- [Exercise brief]: Report each line of the entries that includes "ceiling" by copying it.
++++ Material for this exercise ++++
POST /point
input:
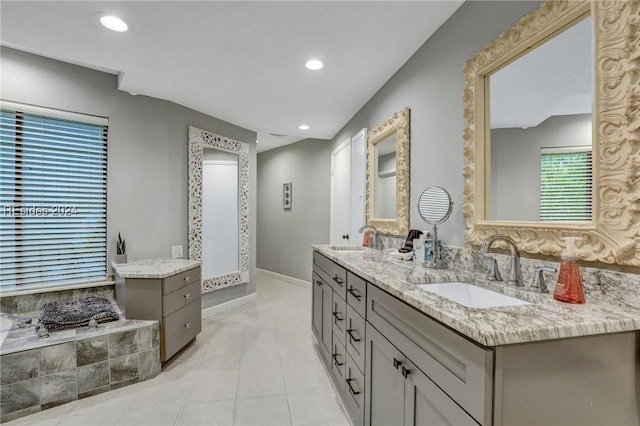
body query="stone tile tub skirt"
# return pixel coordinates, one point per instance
(37, 374)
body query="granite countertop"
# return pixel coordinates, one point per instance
(544, 319)
(153, 268)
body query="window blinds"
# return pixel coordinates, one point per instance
(566, 184)
(53, 197)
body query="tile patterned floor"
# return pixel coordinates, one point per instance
(252, 366)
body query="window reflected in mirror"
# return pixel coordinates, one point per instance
(540, 140)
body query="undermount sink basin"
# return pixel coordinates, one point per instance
(346, 248)
(472, 296)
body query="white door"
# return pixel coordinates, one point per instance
(339, 219)
(357, 217)
(347, 190)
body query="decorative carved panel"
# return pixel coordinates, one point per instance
(199, 139)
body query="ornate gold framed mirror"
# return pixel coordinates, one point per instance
(387, 186)
(609, 220)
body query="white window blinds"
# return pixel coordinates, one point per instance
(53, 197)
(566, 184)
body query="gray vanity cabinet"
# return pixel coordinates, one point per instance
(321, 313)
(174, 301)
(384, 393)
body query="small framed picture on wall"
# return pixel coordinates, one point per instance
(287, 193)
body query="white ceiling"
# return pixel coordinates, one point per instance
(556, 78)
(240, 61)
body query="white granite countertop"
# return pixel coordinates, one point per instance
(544, 319)
(153, 268)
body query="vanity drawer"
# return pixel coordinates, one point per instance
(338, 361)
(355, 342)
(321, 262)
(180, 327)
(339, 280)
(357, 293)
(180, 298)
(339, 312)
(176, 282)
(461, 368)
(355, 392)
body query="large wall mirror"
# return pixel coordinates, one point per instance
(387, 201)
(552, 111)
(218, 208)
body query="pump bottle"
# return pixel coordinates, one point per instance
(569, 286)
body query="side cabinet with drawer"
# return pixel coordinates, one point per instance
(173, 301)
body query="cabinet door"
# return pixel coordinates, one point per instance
(426, 404)
(384, 396)
(316, 307)
(327, 318)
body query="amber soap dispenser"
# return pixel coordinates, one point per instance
(569, 286)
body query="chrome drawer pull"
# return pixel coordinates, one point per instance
(355, 339)
(405, 372)
(355, 293)
(353, 391)
(335, 360)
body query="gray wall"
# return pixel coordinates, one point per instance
(285, 236)
(431, 84)
(515, 163)
(147, 194)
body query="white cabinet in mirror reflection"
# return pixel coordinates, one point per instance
(219, 213)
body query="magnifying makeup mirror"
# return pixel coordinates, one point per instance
(435, 207)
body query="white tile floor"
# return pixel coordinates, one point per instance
(253, 366)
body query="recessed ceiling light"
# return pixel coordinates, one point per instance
(314, 64)
(113, 22)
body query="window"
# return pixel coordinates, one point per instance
(566, 184)
(53, 197)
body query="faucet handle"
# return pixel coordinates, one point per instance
(494, 273)
(538, 284)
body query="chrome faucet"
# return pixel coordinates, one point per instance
(375, 238)
(22, 322)
(513, 277)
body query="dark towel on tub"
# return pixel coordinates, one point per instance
(58, 316)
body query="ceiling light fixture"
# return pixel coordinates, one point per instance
(113, 22)
(314, 64)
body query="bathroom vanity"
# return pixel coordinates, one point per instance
(164, 290)
(399, 355)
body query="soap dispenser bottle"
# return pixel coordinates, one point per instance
(569, 286)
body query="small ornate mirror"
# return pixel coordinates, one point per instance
(435, 207)
(388, 176)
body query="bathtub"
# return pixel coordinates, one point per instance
(5, 326)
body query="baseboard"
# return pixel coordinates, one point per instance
(227, 306)
(285, 278)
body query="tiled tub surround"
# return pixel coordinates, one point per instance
(37, 374)
(612, 297)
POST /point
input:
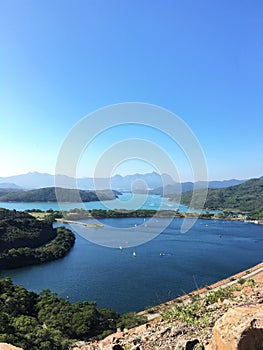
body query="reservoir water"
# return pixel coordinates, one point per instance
(168, 266)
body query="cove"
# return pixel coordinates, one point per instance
(164, 268)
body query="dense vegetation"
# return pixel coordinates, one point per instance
(247, 197)
(24, 240)
(49, 194)
(44, 321)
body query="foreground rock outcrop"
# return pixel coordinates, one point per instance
(228, 319)
(240, 328)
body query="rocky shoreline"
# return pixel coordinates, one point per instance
(227, 315)
(220, 317)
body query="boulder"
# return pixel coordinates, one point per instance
(5, 346)
(240, 328)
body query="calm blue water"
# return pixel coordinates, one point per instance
(125, 201)
(210, 251)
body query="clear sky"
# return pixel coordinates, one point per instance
(201, 59)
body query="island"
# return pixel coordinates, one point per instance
(26, 240)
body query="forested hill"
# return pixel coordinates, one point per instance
(245, 197)
(48, 194)
(25, 240)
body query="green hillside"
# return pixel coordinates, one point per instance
(25, 240)
(245, 197)
(48, 194)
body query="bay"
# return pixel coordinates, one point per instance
(125, 201)
(170, 265)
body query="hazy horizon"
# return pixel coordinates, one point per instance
(202, 61)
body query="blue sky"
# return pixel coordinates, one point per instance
(202, 60)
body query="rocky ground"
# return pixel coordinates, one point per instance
(225, 316)
(215, 318)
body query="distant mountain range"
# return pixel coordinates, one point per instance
(52, 194)
(156, 183)
(247, 196)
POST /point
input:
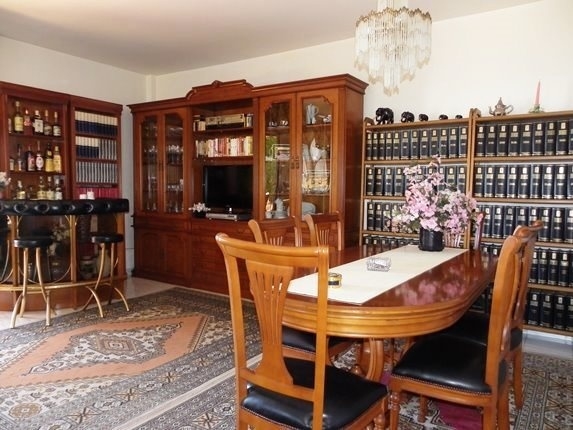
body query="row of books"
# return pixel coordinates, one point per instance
(390, 180)
(96, 172)
(501, 220)
(95, 147)
(524, 181)
(525, 138)
(415, 144)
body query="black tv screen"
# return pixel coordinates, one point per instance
(228, 188)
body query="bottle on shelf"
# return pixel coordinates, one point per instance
(30, 160)
(41, 194)
(39, 159)
(57, 160)
(50, 190)
(49, 158)
(20, 191)
(47, 124)
(18, 120)
(58, 188)
(20, 162)
(27, 122)
(38, 123)
(56, 126)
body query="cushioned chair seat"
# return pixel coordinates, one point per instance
(299, 339)
(346, 396)
(474, 326)
(447, 360)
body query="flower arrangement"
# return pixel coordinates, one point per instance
(200, 207)
(4, 180)
(432, 204)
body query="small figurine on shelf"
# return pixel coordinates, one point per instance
(200, 210)
(536, 106)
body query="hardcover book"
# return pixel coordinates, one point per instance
(369, 181)
(538, 146)
(526, 142)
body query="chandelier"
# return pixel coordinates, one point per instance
(391, 43)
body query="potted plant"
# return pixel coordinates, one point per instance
(433, 207)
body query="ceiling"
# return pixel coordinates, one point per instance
(158, 37)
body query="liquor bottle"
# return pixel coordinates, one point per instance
(27, 122)
(56, 126)
(50, 191)
(47, 124)
(57, 160)
(20, 162)
(58, 191)
(38, 123)
(41, 194)
(49, 158)
(30, 160)
(39, 159)
(18, 122)
(20, 191)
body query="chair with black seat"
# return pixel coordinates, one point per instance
(36, 244)
(285, 392)
(106, 272)
(462, 371)
(296, 343)
(474, 325)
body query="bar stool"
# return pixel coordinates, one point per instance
(27, 244)
(102, 240)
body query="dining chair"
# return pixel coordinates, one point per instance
(474, 325)
(285, 392)
(296, 343)
(322, 228)
(459, 370)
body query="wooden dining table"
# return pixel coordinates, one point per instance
(426, 303)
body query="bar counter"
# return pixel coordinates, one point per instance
(71, 261)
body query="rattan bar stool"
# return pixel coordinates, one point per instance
(107, 241)
(27, 244)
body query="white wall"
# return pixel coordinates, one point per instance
(475, 60)
(29, 65)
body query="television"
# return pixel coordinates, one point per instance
(228, 188)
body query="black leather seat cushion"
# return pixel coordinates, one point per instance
(306, 341)
(474, 326)
(346, 397)
(448, 361)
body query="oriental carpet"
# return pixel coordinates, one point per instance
(168, 364)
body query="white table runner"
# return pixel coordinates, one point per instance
(360, 285)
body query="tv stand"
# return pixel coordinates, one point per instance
(229, 216)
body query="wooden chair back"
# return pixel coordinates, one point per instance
(282, 231)
(270, 269)
(323, 227)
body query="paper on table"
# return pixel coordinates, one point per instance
(360, 285)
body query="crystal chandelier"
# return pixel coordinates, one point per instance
(391, 43)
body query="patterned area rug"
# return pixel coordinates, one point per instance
(168, 365)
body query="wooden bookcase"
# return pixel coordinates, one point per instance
(518, 167)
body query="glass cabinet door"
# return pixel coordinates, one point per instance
(149, 166)
(173, 163)
(317, 149)
(279, 160)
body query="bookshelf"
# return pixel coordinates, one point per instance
(518, 167)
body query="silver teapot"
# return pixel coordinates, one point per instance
(500, 109)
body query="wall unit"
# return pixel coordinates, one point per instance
(77, 139)
(230, 124)
(519, 168)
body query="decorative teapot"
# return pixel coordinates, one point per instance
(500, 109)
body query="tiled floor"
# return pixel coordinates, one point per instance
(535, 342)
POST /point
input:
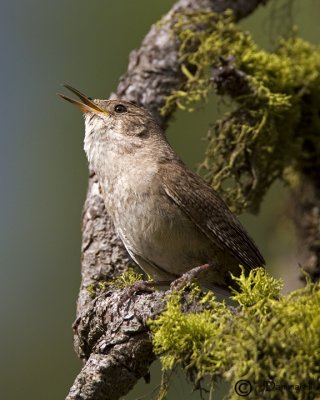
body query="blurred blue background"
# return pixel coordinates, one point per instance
(43, 172)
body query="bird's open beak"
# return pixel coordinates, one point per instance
(86, 105)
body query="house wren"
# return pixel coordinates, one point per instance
(168, 218)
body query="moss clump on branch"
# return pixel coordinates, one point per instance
(274, 130)
(268, 340)
(121, 281)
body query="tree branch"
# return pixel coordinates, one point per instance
(117, 348)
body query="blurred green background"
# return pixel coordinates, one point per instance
(43, 172)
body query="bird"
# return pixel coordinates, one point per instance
(168, 218)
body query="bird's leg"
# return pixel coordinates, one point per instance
(188, 277)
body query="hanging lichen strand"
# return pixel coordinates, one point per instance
(271, 343)
(273, 130)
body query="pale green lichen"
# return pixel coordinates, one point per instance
(268, 338)
(274, 130)
(127, 278)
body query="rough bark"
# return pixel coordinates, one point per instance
(306, 215)
(114, 343)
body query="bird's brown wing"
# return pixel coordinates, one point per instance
(209, 213)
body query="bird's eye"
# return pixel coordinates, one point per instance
(120, 108)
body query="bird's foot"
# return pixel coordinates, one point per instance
(188, 277)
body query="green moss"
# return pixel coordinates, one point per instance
(269, 337)
(127, 278)
(274, 127)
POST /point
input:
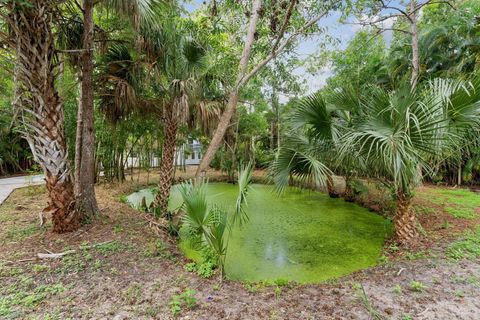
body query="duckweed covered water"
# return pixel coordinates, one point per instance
(303, 236)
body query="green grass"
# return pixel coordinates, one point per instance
(460, 203)
(466, 248)
(303, 236)
(23, 296)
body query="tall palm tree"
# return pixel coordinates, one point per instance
(401, 134)
(310, 149)
(179, 64)
(393, 136)
(33, 42)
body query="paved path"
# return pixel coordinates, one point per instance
(7, 185)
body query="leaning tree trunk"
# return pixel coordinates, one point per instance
(86, 202)
(167, 166)
(405, 220)
(234, 94)
(43, 109)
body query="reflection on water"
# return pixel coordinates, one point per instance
(303, 236)
(135, 199)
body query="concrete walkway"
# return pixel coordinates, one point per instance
(7, 185)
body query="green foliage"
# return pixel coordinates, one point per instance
(185, 299)
(203, 227)
(244, 181)
(24, 295)
(110, 247)
(466, 248)
(417, 286)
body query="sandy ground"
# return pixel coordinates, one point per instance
(120, 270)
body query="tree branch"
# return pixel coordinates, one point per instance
(273, 54)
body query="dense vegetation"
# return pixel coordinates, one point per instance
(91, 90)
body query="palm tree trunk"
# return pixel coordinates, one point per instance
(349, 195)
(415, 50)
(86, 201)
(233, 98)
(167, 166)
(405, 220)
(43, 109)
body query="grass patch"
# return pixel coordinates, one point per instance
(460, 203)
(111, 247)
(21, 297)
(466, 248)
(461, 212)
(19, 233)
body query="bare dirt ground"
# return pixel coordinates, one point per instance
(116, 268)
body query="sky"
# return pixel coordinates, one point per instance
(343, 33)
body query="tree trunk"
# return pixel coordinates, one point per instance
(415, 52)
(85, 198)
(233, 98)
(167, 166)
(35, 54)
(349, 194)
(405, 221)
(78, 144)
(331, 187)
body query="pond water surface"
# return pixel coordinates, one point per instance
(304, 236)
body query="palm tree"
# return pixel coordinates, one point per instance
(33, 42)
(179, 63)
(310, 149)
(402, 134)
(392, 136)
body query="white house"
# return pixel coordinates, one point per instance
(189, 154)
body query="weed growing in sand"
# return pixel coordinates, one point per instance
(397, 289)
(185, 299)
(133, 293)
(417, 286)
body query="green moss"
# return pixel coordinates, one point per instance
(303, 236)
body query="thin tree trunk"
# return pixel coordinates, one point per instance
(35, 53)
(415, 51)
(167, 166)
(233, 98)
(405, 220)
(85, 198)
(78, 144)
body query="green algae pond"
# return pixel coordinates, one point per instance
(303, 236)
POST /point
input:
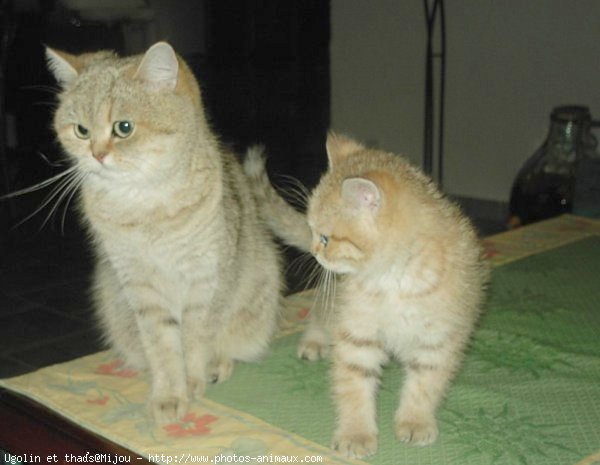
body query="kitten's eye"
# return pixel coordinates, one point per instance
(123, 129)
(323, 240)
(81, 131)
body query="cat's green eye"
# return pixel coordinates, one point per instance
(81, 131)
(123, 129)
(323, 240)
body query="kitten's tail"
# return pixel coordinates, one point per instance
(284, 220)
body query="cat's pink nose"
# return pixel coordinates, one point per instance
(100, 155)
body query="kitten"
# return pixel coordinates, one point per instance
(411, 281)
(177, 286)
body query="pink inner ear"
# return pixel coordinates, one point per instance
(361, 193)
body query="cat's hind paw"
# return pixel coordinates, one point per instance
(221, 371)
(355, 445)
(312, 350)
(168, 409)
(417, 433)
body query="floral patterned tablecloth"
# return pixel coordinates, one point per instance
(529, 391)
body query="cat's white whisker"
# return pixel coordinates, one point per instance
(74, 188)
(64, 184)
(40, 185)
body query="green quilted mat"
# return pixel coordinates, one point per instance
(528, 393)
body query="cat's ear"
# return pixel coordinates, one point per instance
(159, 67)
(339, 147)
(64, 66)
(361, 193)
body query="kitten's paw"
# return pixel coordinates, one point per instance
(168, 409)
(417, 433)
(196, 387)
(221, 371)
(355, 445)
(312, 350)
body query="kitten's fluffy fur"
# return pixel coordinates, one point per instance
(187, 279)
(411, 288)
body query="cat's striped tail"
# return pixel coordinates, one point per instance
(284, 220)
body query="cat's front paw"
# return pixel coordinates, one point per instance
(312, 350)
(196, 387)
(168, 409)
(417, 432)
(355, 444)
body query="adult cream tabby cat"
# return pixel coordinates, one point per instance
(411, 285)
(172, 219)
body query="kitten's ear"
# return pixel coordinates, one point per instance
(64, 66)
(361, 193)
(339, 147)
(159, 67)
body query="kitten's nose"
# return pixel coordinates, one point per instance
(100, 155)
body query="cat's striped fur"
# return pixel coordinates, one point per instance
(187, 278)
(410, 285)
++++
- [Your solution]:
body query="white ceiling"
body query="recessed ceiling light"
body query="ceiling light fixture"
body query="ceiling"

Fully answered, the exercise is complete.